→ RECORD SET:
- - -

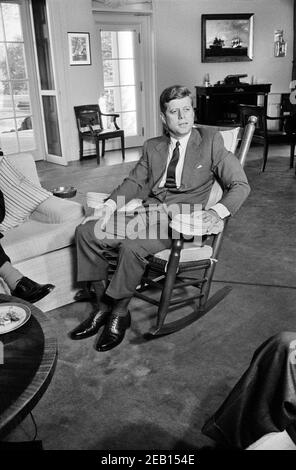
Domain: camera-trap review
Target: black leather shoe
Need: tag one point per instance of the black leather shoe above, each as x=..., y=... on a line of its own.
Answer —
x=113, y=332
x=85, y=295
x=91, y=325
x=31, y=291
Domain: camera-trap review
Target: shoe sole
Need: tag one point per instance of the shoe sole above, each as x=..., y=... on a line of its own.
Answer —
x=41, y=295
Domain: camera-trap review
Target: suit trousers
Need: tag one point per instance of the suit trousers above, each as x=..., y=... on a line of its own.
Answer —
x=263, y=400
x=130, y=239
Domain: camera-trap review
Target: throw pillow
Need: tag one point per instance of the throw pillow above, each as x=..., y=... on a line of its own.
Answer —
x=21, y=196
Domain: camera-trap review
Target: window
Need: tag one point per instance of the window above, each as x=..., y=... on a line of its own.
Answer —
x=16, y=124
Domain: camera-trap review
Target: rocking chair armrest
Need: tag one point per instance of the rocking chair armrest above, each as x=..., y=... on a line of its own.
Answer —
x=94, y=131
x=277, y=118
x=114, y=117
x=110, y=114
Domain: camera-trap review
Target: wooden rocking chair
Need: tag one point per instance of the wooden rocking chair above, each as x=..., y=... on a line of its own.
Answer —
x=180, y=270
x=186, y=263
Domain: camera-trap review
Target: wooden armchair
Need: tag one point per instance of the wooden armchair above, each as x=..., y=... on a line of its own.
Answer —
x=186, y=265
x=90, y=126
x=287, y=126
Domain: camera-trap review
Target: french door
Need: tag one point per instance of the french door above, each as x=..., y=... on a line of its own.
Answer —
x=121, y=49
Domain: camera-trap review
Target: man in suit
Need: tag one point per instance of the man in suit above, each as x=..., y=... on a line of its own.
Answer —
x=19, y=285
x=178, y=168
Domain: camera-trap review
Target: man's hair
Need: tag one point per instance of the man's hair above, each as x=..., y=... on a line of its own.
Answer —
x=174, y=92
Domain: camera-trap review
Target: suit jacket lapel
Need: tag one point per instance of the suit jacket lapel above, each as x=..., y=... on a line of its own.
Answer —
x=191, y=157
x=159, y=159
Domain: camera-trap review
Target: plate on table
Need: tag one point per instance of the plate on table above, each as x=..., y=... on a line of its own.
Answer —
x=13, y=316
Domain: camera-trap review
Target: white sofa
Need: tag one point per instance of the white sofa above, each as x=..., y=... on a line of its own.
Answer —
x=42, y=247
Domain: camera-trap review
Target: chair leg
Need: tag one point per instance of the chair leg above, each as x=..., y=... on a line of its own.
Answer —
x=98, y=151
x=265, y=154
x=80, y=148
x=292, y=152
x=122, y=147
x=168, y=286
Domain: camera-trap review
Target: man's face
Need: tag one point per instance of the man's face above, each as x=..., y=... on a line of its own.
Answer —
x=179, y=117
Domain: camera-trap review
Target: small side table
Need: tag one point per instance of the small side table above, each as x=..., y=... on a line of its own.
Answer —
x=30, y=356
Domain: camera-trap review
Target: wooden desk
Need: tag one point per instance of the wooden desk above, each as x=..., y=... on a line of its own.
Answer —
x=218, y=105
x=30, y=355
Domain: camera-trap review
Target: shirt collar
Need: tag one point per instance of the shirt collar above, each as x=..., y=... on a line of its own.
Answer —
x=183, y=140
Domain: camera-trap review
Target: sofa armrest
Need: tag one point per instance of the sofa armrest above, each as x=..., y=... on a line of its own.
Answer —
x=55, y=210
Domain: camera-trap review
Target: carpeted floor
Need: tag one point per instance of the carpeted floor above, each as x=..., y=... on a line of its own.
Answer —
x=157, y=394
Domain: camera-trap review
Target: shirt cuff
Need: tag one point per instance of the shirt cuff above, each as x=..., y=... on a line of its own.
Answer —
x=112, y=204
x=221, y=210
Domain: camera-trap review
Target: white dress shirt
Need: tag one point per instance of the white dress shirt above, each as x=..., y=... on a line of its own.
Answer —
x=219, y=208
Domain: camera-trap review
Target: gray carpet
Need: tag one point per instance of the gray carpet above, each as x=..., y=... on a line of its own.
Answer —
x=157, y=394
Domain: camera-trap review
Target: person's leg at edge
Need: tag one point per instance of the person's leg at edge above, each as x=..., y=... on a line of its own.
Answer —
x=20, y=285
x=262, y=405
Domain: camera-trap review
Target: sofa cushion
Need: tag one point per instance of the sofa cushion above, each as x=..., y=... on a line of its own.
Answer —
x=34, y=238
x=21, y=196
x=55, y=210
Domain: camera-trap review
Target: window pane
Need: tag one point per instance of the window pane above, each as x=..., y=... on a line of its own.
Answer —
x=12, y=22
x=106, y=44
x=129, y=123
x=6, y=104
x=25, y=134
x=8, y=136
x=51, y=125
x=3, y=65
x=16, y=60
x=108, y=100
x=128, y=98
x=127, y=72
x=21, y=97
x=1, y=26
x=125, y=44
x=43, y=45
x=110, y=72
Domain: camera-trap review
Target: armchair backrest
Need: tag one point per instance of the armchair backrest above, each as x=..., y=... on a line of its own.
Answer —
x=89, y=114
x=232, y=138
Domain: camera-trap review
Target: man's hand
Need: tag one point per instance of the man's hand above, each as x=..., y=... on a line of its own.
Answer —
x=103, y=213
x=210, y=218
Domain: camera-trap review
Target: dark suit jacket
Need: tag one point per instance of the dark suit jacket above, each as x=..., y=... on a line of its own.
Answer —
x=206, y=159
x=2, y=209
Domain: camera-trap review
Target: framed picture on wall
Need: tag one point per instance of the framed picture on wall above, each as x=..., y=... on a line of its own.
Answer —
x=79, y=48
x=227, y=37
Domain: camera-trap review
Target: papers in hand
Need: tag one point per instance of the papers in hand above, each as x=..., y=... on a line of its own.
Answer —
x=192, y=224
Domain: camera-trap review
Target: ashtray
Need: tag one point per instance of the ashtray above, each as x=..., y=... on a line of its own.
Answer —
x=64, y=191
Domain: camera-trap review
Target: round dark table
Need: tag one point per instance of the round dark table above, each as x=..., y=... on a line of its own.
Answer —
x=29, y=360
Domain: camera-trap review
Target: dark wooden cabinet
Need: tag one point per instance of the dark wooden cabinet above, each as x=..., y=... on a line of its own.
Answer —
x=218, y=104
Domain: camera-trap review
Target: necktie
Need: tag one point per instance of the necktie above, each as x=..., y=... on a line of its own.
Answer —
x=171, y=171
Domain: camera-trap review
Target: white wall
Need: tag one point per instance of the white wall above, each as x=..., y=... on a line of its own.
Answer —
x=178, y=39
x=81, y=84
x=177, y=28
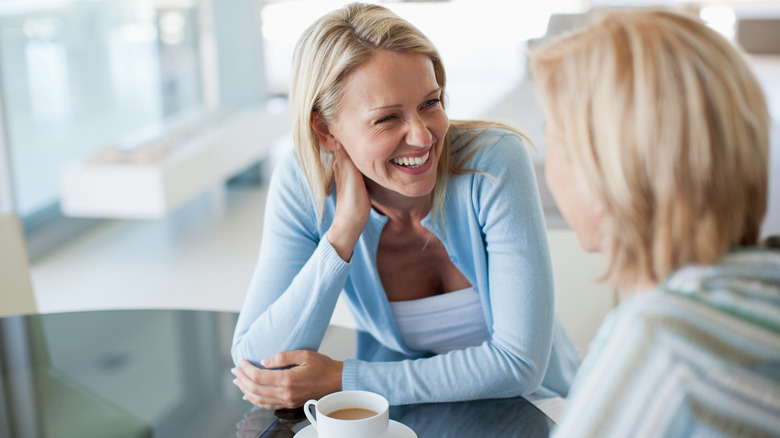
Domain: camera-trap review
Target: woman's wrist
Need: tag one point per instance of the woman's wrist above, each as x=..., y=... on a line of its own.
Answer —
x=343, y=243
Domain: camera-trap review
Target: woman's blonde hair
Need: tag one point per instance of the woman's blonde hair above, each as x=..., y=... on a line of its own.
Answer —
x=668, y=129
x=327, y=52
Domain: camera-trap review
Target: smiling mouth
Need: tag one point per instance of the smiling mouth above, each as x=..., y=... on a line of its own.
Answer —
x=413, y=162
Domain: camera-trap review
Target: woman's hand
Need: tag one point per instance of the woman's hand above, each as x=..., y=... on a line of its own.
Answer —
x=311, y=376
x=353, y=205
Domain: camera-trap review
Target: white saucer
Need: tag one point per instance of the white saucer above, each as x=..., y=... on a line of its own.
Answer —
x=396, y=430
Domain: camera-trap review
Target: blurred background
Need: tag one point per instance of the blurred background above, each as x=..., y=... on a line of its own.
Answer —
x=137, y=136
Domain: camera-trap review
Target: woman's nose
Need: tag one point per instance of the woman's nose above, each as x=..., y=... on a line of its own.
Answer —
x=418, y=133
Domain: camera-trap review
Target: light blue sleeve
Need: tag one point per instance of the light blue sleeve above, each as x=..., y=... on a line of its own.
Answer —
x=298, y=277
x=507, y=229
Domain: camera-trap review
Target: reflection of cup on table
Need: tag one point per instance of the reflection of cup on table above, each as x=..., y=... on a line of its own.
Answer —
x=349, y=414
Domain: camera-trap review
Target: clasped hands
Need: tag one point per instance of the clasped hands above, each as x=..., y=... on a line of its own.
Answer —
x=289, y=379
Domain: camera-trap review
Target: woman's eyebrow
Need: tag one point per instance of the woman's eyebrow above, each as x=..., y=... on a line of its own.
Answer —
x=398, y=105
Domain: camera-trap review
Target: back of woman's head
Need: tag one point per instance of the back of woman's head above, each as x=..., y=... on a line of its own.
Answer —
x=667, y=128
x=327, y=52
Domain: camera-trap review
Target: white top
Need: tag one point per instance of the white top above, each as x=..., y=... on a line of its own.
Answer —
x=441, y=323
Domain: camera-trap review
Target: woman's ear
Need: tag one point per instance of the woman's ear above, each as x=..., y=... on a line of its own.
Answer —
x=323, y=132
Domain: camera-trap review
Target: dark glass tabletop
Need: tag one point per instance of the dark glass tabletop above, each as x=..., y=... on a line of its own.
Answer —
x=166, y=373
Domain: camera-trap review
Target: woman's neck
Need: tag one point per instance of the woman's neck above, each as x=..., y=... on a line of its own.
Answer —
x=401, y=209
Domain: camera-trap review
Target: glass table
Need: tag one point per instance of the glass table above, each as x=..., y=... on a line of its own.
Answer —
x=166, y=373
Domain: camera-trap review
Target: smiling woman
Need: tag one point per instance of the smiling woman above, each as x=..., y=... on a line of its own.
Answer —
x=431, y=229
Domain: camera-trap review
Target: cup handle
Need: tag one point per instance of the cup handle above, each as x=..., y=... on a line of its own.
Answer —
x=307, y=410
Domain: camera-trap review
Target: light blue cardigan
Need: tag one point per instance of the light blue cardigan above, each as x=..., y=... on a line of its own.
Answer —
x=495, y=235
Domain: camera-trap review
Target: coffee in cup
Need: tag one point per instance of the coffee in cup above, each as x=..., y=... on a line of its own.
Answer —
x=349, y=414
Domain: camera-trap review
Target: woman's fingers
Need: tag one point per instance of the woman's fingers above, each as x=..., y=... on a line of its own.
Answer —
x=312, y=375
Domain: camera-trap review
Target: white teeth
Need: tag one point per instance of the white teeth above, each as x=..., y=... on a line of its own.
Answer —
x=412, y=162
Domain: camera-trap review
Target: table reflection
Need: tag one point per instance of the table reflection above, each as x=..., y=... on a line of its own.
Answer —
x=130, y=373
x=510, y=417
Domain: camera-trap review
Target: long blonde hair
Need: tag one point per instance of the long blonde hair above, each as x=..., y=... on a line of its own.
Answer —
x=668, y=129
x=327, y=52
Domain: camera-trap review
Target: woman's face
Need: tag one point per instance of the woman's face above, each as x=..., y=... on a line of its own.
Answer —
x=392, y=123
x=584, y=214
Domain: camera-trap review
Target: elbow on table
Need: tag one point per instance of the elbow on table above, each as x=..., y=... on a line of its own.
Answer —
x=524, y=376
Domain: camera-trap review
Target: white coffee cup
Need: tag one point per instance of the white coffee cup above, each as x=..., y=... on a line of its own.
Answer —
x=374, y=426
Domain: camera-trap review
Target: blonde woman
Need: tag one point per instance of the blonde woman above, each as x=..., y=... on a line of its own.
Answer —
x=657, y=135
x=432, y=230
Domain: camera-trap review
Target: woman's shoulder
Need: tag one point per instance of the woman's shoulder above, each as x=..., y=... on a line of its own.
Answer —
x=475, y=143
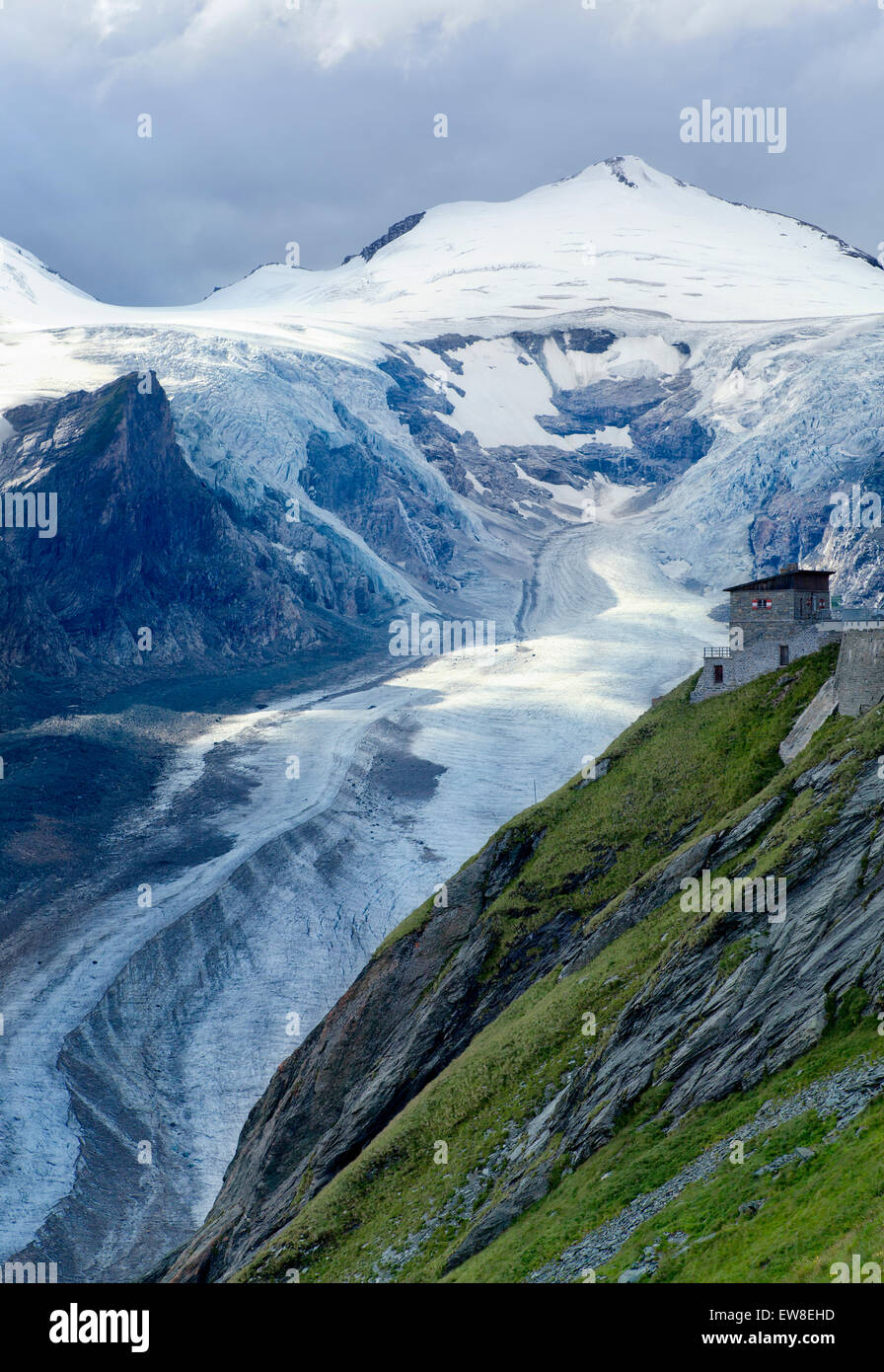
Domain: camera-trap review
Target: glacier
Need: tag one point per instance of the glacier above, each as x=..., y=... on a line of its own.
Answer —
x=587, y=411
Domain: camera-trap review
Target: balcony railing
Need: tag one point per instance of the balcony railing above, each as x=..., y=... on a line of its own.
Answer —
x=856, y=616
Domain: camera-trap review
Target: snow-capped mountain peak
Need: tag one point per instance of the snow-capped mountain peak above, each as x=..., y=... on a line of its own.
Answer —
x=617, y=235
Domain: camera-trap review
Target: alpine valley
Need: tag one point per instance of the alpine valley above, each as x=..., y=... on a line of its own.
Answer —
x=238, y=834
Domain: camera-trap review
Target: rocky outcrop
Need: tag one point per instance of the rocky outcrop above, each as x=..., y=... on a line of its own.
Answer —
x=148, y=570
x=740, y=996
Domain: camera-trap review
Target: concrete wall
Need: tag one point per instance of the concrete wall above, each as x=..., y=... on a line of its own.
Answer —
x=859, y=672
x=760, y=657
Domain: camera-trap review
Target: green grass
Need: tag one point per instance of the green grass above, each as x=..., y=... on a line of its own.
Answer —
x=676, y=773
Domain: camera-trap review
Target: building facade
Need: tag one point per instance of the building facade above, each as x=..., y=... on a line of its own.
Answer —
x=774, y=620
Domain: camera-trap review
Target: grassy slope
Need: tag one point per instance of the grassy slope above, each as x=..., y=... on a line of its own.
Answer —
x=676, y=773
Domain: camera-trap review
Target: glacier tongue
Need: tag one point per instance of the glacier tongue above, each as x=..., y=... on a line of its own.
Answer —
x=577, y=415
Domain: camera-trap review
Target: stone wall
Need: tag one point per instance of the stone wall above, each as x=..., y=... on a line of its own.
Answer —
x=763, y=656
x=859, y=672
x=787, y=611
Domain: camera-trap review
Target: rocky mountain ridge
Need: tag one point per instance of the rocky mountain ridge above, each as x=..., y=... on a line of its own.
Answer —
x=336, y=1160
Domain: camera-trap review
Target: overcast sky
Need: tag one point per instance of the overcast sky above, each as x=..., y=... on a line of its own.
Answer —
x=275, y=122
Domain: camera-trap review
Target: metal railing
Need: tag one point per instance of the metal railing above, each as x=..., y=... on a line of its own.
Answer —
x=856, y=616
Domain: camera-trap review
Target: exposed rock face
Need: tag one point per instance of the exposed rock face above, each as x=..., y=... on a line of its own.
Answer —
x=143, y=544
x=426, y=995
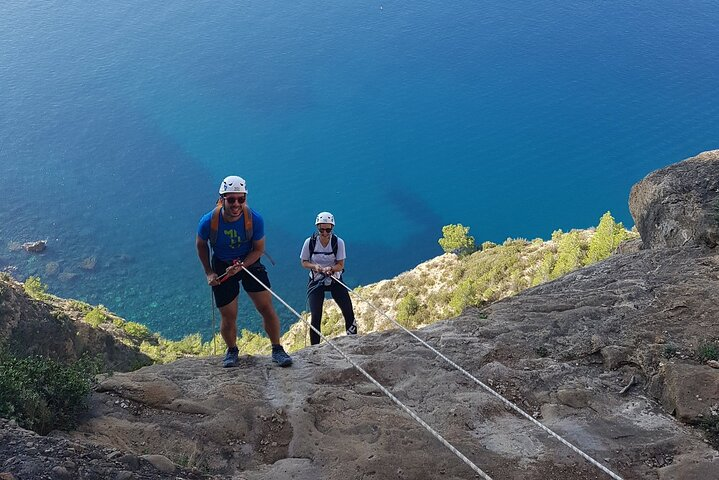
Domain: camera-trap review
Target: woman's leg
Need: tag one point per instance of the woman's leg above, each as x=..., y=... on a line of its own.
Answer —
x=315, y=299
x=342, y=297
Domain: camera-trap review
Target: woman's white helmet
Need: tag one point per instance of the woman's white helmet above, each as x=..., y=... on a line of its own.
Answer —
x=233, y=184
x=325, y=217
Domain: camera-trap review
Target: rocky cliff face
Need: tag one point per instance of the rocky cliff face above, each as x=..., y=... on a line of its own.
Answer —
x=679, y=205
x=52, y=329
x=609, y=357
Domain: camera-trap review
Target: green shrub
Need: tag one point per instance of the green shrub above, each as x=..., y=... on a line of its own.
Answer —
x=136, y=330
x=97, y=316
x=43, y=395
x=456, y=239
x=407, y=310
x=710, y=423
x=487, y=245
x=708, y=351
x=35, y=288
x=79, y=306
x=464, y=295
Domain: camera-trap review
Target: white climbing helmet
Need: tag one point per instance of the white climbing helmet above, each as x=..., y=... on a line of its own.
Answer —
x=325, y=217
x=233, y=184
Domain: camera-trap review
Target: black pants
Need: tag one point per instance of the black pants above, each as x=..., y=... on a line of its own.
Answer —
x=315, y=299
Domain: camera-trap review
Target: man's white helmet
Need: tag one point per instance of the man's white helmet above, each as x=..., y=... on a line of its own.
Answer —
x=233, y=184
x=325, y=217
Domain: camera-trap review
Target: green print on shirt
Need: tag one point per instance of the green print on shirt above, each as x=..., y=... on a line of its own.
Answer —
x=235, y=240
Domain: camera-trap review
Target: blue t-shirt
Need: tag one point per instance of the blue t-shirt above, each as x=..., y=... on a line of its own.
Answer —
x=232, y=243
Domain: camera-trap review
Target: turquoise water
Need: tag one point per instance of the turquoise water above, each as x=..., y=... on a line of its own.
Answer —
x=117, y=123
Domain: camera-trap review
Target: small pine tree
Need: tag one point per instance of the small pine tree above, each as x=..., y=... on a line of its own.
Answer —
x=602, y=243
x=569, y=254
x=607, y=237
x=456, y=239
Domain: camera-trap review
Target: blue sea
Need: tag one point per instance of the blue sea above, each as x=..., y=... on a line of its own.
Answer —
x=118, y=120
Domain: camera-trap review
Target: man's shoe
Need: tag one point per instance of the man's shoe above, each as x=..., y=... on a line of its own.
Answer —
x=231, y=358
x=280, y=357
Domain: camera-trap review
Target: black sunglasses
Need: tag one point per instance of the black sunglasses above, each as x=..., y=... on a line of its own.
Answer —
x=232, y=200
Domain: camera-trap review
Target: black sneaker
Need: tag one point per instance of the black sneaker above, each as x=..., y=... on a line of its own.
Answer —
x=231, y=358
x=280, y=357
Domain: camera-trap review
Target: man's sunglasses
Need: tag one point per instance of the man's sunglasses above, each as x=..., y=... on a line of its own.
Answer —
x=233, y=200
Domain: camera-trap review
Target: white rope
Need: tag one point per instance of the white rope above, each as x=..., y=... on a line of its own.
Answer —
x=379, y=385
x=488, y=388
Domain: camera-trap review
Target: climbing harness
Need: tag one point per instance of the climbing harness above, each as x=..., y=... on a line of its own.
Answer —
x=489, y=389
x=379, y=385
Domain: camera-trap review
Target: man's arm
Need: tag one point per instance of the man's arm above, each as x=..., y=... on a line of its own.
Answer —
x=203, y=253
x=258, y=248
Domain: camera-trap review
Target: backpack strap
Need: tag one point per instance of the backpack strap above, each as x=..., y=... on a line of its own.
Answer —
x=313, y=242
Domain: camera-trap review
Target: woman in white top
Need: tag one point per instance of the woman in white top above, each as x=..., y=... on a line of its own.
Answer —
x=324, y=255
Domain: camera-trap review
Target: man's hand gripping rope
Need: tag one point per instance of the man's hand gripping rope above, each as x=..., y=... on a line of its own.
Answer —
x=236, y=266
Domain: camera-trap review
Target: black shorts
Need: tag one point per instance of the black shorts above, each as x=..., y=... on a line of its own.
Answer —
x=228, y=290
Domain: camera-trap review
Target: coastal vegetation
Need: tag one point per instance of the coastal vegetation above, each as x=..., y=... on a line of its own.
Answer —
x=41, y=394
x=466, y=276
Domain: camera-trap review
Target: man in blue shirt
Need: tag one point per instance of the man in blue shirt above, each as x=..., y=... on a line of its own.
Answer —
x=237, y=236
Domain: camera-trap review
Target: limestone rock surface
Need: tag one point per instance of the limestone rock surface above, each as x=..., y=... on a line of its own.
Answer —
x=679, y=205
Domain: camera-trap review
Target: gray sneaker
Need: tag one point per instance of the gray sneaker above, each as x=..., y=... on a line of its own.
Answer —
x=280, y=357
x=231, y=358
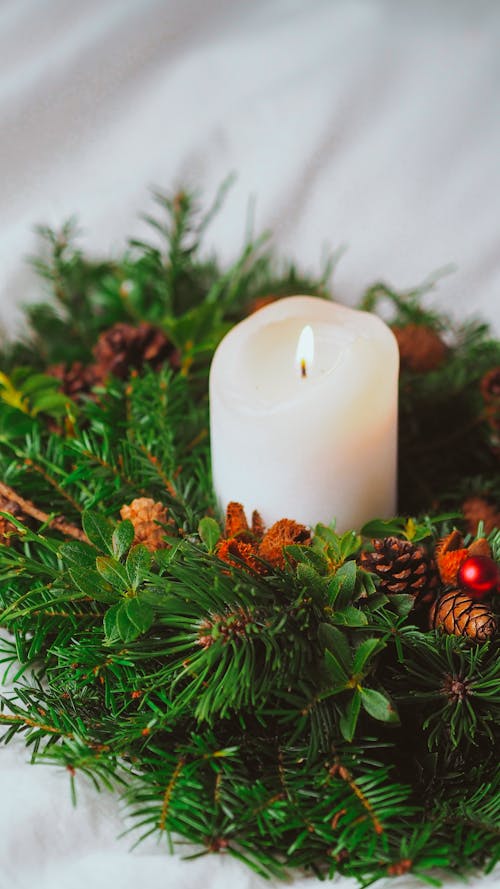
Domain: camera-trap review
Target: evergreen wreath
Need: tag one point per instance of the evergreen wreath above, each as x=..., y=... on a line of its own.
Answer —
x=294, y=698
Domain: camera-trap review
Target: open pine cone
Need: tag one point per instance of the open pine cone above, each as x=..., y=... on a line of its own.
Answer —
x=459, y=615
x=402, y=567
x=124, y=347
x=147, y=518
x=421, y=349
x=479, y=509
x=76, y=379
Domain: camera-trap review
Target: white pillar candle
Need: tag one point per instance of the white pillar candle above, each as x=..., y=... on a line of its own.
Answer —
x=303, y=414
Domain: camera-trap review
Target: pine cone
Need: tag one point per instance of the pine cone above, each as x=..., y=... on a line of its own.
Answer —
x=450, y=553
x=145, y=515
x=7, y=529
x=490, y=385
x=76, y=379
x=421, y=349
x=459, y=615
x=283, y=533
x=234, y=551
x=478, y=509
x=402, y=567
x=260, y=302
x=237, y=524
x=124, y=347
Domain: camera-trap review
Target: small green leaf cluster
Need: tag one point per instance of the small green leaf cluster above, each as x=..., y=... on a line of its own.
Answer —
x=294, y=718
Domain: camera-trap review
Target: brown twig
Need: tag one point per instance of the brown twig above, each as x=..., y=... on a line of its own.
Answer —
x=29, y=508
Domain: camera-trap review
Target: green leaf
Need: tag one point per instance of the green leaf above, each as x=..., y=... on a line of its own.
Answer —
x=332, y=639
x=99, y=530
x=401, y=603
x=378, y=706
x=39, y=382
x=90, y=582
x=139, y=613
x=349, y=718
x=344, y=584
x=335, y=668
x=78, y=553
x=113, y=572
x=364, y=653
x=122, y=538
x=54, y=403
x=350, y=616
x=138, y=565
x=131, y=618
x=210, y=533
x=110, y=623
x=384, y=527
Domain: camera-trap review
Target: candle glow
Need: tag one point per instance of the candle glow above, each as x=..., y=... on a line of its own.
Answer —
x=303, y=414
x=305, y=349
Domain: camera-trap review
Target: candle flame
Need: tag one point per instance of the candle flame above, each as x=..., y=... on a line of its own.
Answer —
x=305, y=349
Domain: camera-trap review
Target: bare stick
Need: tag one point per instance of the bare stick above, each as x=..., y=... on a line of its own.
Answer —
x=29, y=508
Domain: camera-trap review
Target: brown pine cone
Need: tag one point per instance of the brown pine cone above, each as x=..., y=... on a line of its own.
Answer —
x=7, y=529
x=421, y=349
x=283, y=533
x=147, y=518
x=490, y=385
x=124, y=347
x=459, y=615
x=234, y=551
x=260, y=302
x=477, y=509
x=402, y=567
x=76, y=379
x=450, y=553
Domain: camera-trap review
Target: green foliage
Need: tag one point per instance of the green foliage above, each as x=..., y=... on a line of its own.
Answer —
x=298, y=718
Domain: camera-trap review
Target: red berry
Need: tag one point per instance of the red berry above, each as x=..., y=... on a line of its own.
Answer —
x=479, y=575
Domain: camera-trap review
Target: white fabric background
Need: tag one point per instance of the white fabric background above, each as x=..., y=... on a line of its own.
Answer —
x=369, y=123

- - -

→ REQUEST: Identify every line in the listing that contains the word "clasped" and copy each of those lines.

→ TASK OUTPUT:
Target: clasped hands
Need: tag one point per instance of the clasped hands above, each as x=..., y=... on a line of its own.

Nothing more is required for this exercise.